**What to work on:** Please print out every entry below, verbatim.

--- Records for the task Enclosed Below ---

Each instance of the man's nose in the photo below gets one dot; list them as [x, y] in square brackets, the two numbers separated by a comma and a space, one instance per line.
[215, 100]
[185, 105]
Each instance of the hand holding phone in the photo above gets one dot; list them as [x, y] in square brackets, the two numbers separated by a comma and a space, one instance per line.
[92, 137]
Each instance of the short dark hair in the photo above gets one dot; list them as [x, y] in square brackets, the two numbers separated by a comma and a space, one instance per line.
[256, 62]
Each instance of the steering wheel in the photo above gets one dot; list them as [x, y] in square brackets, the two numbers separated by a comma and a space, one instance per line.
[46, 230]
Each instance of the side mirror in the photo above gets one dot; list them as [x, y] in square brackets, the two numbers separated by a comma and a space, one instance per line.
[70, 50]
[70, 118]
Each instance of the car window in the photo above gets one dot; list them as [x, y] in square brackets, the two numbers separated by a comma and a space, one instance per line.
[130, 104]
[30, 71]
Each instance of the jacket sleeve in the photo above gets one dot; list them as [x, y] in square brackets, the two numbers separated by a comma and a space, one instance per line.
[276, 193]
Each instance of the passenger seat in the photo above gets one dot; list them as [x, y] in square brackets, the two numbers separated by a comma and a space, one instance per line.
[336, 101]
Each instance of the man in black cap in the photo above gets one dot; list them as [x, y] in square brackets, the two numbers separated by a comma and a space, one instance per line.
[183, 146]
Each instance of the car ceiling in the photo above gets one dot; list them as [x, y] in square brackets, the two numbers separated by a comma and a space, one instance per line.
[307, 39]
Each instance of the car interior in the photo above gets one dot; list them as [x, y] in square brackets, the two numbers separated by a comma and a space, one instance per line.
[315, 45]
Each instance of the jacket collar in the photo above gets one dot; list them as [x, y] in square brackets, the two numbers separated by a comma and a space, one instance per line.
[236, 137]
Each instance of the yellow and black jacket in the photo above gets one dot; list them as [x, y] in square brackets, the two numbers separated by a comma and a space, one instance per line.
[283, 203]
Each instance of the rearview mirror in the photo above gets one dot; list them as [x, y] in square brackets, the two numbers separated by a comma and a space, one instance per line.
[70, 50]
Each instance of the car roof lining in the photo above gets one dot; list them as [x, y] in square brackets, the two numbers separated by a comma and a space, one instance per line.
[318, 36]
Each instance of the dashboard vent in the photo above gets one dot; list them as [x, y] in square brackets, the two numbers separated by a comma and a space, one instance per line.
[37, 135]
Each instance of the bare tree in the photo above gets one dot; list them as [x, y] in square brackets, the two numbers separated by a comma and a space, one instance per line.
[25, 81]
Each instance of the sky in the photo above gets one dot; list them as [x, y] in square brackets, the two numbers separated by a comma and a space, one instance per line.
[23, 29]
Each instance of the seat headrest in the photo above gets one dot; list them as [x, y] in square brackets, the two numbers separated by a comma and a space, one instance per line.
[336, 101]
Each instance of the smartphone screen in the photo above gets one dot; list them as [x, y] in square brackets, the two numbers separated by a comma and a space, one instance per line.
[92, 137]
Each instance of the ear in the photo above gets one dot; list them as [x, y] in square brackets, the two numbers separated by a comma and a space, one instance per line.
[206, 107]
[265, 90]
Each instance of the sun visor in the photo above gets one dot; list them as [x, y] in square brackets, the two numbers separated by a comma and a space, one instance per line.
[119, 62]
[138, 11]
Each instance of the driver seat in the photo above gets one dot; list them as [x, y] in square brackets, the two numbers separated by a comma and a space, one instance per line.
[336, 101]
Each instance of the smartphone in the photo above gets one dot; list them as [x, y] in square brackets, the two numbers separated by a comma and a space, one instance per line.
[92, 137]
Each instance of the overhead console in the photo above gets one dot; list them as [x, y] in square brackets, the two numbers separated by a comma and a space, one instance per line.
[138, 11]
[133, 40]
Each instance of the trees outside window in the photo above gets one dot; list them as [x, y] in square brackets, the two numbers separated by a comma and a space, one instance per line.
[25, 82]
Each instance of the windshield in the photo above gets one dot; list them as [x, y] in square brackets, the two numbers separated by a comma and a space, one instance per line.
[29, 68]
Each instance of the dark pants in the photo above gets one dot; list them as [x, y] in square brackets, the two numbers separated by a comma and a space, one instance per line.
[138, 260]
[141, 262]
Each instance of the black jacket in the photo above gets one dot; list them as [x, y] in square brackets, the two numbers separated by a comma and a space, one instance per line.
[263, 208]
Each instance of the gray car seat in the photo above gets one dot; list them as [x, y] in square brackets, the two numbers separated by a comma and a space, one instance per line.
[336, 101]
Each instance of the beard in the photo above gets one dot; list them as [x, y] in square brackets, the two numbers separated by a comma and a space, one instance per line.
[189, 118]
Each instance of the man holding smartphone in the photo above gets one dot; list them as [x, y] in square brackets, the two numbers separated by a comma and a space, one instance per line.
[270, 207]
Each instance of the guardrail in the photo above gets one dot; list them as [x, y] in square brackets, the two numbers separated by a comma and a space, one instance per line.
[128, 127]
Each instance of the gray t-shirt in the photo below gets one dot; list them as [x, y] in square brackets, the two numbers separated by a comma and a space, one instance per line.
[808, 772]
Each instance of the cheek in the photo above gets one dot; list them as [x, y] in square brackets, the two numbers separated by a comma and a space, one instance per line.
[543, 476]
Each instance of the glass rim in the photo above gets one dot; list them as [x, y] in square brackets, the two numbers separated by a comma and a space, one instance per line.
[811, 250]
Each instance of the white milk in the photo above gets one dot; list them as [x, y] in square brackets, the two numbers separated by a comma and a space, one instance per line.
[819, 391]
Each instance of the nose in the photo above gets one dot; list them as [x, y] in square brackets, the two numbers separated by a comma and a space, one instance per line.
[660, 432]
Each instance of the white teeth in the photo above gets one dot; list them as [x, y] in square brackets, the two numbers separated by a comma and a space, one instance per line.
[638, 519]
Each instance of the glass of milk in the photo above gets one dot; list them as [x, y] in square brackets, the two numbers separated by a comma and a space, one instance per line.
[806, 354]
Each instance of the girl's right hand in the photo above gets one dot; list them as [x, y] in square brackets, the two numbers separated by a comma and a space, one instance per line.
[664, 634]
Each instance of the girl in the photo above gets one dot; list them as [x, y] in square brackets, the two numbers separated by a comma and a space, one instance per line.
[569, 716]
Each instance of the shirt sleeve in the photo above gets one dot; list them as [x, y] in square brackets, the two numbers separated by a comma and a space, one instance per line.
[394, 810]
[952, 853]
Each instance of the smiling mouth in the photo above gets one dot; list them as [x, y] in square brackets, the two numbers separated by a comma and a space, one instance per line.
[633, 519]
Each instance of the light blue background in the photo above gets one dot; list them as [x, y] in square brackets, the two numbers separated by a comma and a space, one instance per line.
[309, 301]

--- End of Enclosed Records for the task ---

**Exercise solution:**
Each instance of the man's nose in the photo below gets one dot; list them as [x, y] in square brackets, the two numbers separated by a comma and a space, one instance per line.
[215, 100]
[185, 105]
Each instance of the hand holding phone in the photo above gets one dot; list them as [x, y] in square brackets, the two numbers separated by a comma and a space, one instance per line.
[92, 137]
Each instance of the short dark hair in the photo above gets one dot; list them as [x, y] in square brackets, the two numbers separated by a comma and a space, one instance per line.
[256, 62]
Each instance of the steering wheel in the photo above gets one dot; list them as [x, y] in square brackets, the two numbers separated by a comma and a space, one instance per line.
[46, 230]
Each instance of the side mirror in the photo above gets one dot; list them as [x, y] in square brackets, the two numbers separated by a comma and a space, one instance per line.
[70, 50]
[70, 118]
Each instance of the car window in the photo above gets one dot; list them as [x, y] in square brackets, the two numbers separated by a comma and a space, one instance per line.
[130, 104]
[30, 71]
Each instance of the jacket sleeve in the photo above gets one dot; list them as [x, y] in square brackets, the two numbers separated by a comma and a space, one instance per line.
[276, 193]
Each instance of the passenger seat in the photo above gets one dot; list them as [x, y] in square brackets, the two numbers separated by a comma and a space, one instance per line.
[336, 101]
Each instance of the man in black cap in the photo above gets one dot; list them as [x, y] in square brackets, the two numbers separated by a comma and a space, one instance per line.
[183, 146]
Each instance of the car ceiling in the photo above gets one dot; list them as [x, y] in square brackets, the two numbers separated by a comma and a space, one instance per line.
[307, 39]
Each instance of the car interior in the photo above gets one dot; list them as [x, y] in square brackets, the two numbers separated by a comma and a space, one instance per line.
[315, 45]
Each instance of the jacket collar in the photo above gets one dot; list them as [x, y] in square brackets, the two numbers separated by a comma and a space, one instance per line.
[236, 137]
Each instance of the yellow and black jacket in the photo above gets one dot; list them as [x, y] in square brackets, the two numbers separated by a comma and a space, one instance per line.
[283, 203]
Each instance of the rearview mirror in the photo above gets one dot; list them as [x, y] in square brackets, the two numbers separated by a comma and a space, one instance per line.
[70, 50]
Each instance of the car roof lining in the photo above gets one dot; list them as [x, y] in square brackets, the two numbers separated by a comma and a space, one instance per line.
[318, 36]
Each instance of the dashboard vent in the photo above gets one dot; list them as [x, y] in square brackets, the two numbers separated by a comma and a space, one instance per line.
[37, 135]
Each instance of the bare tree in the photo above gets one dot; list them as [x, y] in square brackets, the two numbers separated by a comma and a space, one instance per line.
[25, 81]
Each instance of the sky in the photo above gets one dot; list them as [x, y] in square brackets, the two numbers separated by a comma and a space, one instance per line.
[23, 29]
Each instance of the seat headrest in the photo above gets one dot; list them as [x, y] in square brackets, the two numbers separated by a comma and a space, one instance per line.
[336, 101]
Each instance of the smartphone screen in the photo above gets one dot; list them as [x, y] in square brackets, the two numbers separated by a comma and a space, one instance per line.
[92, 137]
Each instance of the ear in the photo above gets one dot; list them as [x, y] in square brackets, the two numbers separated by a comma and a space, one instance per line.
[206, 107]
[265, 90]
Each instance of the sun visor in the photo above gets one dot; list them as [x, y] in square brackets, the two numbers separated by a comma and a space, one instance per line.
[119, 62]
[138, 11]
Each instance of the driver seat in the photo above gets one dot; list them as [x, y] in square brackets, the two numbers separated by a comma and a space, one instance per line.
[336, 101]
Each instance of the smartphone in the photo above gets one dot; list them as [x, y] in square brackets, the two numbers separated by a comma and a space, one instance per line.
[92, 137]
Each instance of the overhead console in the photo above gets one dot; list them as [x, y] in square brackets, the two numbers separated by a comma and a space, one instance per line.
[138, 11]
[133, 40]
Each instance of the trees outside window in the photo above gets one dot; list them as [x, y] in square brackets, the two numbers separated by a comma and a space, one instance per line.
[25, 82]
Each instance of the windshield in the photo above gets one dot; list them as [x, y] in square brackets, the two numbers separated by a comma and a space, one instance per line.
[29, 68]
Each instance of the dark pants in the photo above gets one dot; list them as [x, y] in square brackets, the two numbers separated by a comma and a space, one instance per line.
[138, 260]
[141, 262]
Each instance of the black jacket in the photo above gets one dot; list them as [x, y] in square brackets, the two numbers separated by a comma and a space, one instance per line.
[263, 208]
Each instance of the gray car seat in the photo above gets one dot; list them as [x, y] in square brackets, the two numbers separated by a comma and a space, one instance per line.
[336, 101]
Each instance of the beard in the photo above gets one dot; list them as [x, y] in square brackets, the two numbers separated by a comma and a space, one instance per line.
[189, 118]
Each instance of the man holding smartphone in the photo above gets one dot; list them as [x, y] in square brackets, the two numbers separated by a comma and a space, one instance per line.
[270, 207]
Each instance of the guardrail in the photo above gets one dot; list them as [x, y] in square brackets, the two numbers separated by a comma and a space, one instance per line.
[128, 127]
Each instance of the gray t-shirt in the photo below gets one dot; list them as [x, y] in square brackets, the two numbers separated by a comma and a space, one instance per line.
[808, 772]
Each instance of the cheek in the photo above gets one dot; list them as [x, y] in square brackets, the two numbers separated by a comma and a space, one instance per line.
[543, 476]
Each instance of the glass rim in the photo above gets one dot; list them as [x, y] in square brackets, the two numbers separated by a comma and a space, one instance per line.
[811, 250]
Each instance of the white milk in the photo above gets one dot; list them as [x, y] in square brackets, the two numbers separated by a comma and a space, one instance per line.
[819, 391]
Each instance of the nose in the photo above gets one dot; list them as [x, y] in square brackets, the two numbers separated by a comma and a space, one instance per line.
[660, 432]
Each instance of the white teeth in the photo above gets one dot; list them as [x, y] in square brackets, the two numbers separated by a comma and a space, one instance per line.
[638, 519]
Each instance of the glass of milk in the photo above gets one dot; list them as [x, y] in square brackets, the two numbers separated by a comma and a space, one instance per line.
[806, 354]
Each instance of the girl's right hand in the photo above gets one dot; list them as [x, y] in square brackets, the two numbers separated by a comma and a space, one instance per line.
[664, 634]
Each instance of the girl in the photo above gets one dot; list them as [x, y] in square brackets, the two numbers separated by a comma and a space, one instance per line.
[569, 716]
Each instance of the shirt sleeve in the photo above gets one dot; list them as [x, y] in square brackets, the two numbers separated by a comma and a space, one instance per line.
[394, 810]
[952, 853]
Each instance of the smiling mouth in the photo above gets one dot; list them as [x, y] in square brackets, the two numbers separated by a comma and a space, one instance per line.
[633, 519]
Each instance of the light blue background in the photo above gets one dot; list them as [x, y] in square brackets, the two numbers separated by a comma and a space, one instance per line.
[309, 301]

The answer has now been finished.